[Point annotation data]
☆ ☆ ☆ ☆ ☆ ☆ ☆

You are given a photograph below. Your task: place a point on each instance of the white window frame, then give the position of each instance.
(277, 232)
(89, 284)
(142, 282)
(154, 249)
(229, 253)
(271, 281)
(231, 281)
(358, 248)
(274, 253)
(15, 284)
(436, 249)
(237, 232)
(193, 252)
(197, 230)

☆ ☆ ☆ ☆ ☆ ☆ ☆

**What the exercise asks**
Update the data so that "white window frame" reads "window frame", keeping every other line the same.

**Result**
You are given a photograph below. Your task: place a point on each instance of the window frame, then give the position of each instance.
(277, 232)
(89, 284)
(142, 282)
(154, 249)
(229, 253)
(271, 281)
(231, 281)
(358, 248)
(274, 253)
(15, 284)
(436, 249)
(237, 232)
(193, 252)
(197, 230)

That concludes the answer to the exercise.